--- What you have to do ---
Write out the listing below again, precisely as it is given.
* Begin Information provided *
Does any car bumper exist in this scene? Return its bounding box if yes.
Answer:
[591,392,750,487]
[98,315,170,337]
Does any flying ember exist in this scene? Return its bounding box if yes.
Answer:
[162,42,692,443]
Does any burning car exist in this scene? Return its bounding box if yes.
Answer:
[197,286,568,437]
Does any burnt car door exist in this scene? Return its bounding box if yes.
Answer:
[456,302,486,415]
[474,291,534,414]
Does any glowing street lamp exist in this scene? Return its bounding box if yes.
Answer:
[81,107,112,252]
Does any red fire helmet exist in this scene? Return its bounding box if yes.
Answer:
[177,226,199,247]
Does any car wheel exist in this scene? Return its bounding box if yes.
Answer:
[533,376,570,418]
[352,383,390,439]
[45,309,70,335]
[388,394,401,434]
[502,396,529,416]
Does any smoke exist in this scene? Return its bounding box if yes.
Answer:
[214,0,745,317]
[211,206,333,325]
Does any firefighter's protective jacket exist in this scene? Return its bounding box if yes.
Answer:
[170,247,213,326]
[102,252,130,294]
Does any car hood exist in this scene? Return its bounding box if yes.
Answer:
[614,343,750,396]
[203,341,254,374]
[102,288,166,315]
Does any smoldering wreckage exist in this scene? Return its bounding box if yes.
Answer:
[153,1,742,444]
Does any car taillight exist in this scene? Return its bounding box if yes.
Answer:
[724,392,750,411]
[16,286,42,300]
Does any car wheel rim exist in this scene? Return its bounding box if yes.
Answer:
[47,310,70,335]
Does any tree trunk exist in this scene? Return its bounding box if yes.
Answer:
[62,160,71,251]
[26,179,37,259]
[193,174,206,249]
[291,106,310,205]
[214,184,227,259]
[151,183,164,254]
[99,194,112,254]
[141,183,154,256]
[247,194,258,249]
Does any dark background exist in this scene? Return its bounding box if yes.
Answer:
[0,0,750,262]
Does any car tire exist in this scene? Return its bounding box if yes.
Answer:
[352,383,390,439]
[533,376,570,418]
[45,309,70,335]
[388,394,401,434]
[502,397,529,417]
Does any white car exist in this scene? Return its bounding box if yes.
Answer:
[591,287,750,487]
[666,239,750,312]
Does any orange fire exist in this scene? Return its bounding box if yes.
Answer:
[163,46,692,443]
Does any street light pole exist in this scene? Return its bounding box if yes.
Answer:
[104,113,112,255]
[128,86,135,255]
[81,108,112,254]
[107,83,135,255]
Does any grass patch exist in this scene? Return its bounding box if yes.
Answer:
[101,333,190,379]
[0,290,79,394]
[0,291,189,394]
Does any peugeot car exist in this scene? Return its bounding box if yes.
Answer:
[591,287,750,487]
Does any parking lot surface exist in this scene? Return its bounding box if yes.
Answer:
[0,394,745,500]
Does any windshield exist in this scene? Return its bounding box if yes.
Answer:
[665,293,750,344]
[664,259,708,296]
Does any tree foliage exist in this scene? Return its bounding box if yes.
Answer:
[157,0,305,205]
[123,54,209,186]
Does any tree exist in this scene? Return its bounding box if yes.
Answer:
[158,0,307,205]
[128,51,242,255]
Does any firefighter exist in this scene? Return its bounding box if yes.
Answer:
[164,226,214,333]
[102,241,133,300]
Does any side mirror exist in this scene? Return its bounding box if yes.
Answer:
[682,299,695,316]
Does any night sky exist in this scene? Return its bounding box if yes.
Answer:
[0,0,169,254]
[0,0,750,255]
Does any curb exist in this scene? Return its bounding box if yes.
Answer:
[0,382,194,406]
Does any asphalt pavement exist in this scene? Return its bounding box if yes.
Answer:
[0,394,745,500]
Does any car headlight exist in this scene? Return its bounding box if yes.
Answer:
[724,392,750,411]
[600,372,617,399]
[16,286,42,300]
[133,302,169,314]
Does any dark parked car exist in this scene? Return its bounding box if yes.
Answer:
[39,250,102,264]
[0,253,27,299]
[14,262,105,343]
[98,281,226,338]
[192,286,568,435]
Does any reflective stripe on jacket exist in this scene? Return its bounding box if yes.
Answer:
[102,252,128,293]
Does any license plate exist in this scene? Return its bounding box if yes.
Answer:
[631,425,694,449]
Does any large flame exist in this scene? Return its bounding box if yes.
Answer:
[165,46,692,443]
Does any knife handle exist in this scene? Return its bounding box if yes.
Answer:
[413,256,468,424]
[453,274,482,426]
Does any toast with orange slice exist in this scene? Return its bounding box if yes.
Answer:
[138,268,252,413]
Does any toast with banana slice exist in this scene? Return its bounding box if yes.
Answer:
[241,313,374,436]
* End Information provided *
--- Task result ---
Does any car bumper exist in this scene? Return its bounding box if yes.
Answer:
[591,392,750,487]
[98,315,170,337]
Does any flying ember exist in this scene? Return its bounding box if yes.
Answer:
[162,42,692,443]
Does any burning car exist in this scene? Return its bounding box if yes.
Answer:
[197,286,568,437]
Does any burnt car door exist in this scene? Return its bounding box if yes.
Answer:
[456,302,486,415]
[474,291,534,414]
Does any glowing street lamp exist in this scene? Return its bounding box if yes.
Answer:
[81,107,112,252]
Does any red fire helmet exist in this scene? Return its bounding box if yes.
Answer:
[177,226,199,247]
Does any car wheel exist in this scene? Return its bounding box if yes.
Answer:
[533,376,570,418]
[352,383,390,439]
[45,309,70,335]
[388,394,401,434]
[502,396,529,416]
Does any smoke exist in this scene? Return its bounding box if yes.
Answer:
[214,0,745,317]
[211,206,333,325]
Does any firefighter's protective jacket exist in this scene? Return its bounding box if yes.
Answer:
[170,247,213,326]
[102,252,130,294]
Does any car hood exist in this scene? Return its bounding box if yes.
Answer:
[614,343,750,396]
[203,341,254,374]
[102,288,166,315]
Does any smoldering wreckage exist in this scene? Return its bounding box if yes.
Answer:
[153,1,742,444]
Does any car taillight exist in this scene? Return its bounding box if yes.
Answer:
[724,392,750,411]
[16,286,42,300]
Does any car wheel rim exist in this scene? Return its bounding box if yes.
Answer:
[47,310,70,335]
Does any tree trunk exist in this scene? Return its bounding box if yes.
Answer:
[62,160,71,251]
[26,179,37,259]
[193,174,206,249]
[291,106,310,205]
[214,184,227,259]
[151,183,164,254]
[99,194,112,254]
[141,183,154,256]
[247,194,258,249]
Does any dark background exist in this scene? Return its bounding box if yes.
Answer:
[0,0,750,262]
Does any car tire exist in this scene? Return its bounding box if yes.
Answer:
[352,383,390,439]
[533,376,570,418]
[45,309,70,335]
[388,394,401,434]
[502,397,529,417]
Does any white car exist in this scene? Return its bounding box if yes.
Answer:
[591,287,750,487]
[666,239,750,312]
Does any orange fire exist in this scene? Return its bounding box if yes.
Answer:
[163,46,692,443]
Does any street light pole exist in this scene? Return its bounding box if yes.
Answer:
[104,113,112,255]
[128,86,135,255]
[81,108,112,254]
[107,83,135,255]
Does any grass patch exist in this scene? Return its bounding box if yes.
Answer:
[101,333,190,379]
[0,290,79,394]
[0,291,189,394]
Does any peugeot car exist in this scene? Return its bounding box if yes.
Answer:
[591,287,750,487]
Does any parking lot surface exist in this scene? Return its bounding box if yes.
Answer:
[0,394,745,500]
Does any windshield exist in this scene? Return its bounding box if yes.
Answer:
[665,293,750,344]
[664,259,708,296]
Does any tree foliage exist in this scene? Return its bounding box if yes.
Answer:
[157,0,305,205]
[123,54,209,186]
Does any tree exist in this scene? Return its bounding box if yes.
Answer:
[158,0,307,205]
[128,51,242,255]
Does any firefighter exist in this scene? Return its bounding box if yes.
Answer:
[164,226,214,333]
[102,241,133,300]
Does any side mirror exist in this scene? Return its bounding box if yes.
Answer:
[682,299,695,316]
Does any night sky exist in this scene? Return its bounding box if yes.
Answer:
[0,0,169,254]
[0,0,750,255]
Does any curb exist in this scene? Return its bounding box if yes.
Answer:
[0,382,194,406]
Does any asphalt pavement exist in this scene? Return its bounding box if yes.
Answer:
[0,394,745,500]
Does any car headlight exist in this scene? Return its bounding box if yes.
Answer:
[724,392,750,411]
[600,372,617,399]
[16,286,42,300]
[133,302,169,314]
Does any dark parked car exist in this scene? Return its bounding box if yes.
Answer:
[39,250,102,264]
[0,253,27,299]
[14,262,105,343]
[98,281,226,338]
[192,286,568,435]
Does any reflective stripe on jacket exist in this scene? Return its bounding box if yes.
Answer:
[102,252,128,293]
Does any license plate exist in this scene? Return its bounding box if yes.
Answer:
[631,425,694,449]
Does any large flame exist in this scene? Return its bounding box if yes.
Answer:
[165,46,692,443]
Does any knife handle exist in this scene? Return its bounding box if yes.
Answer:
[413,256,468,424]
[453,274,482,426]
Does any toast with orange slice exist in this scene? Return its bounding box if yes.
Answer:
[138,268,252,413]
Does any toast with banana slice exist in this scene? Return its bounding box if yes.
Answer:
[241,313,374,436]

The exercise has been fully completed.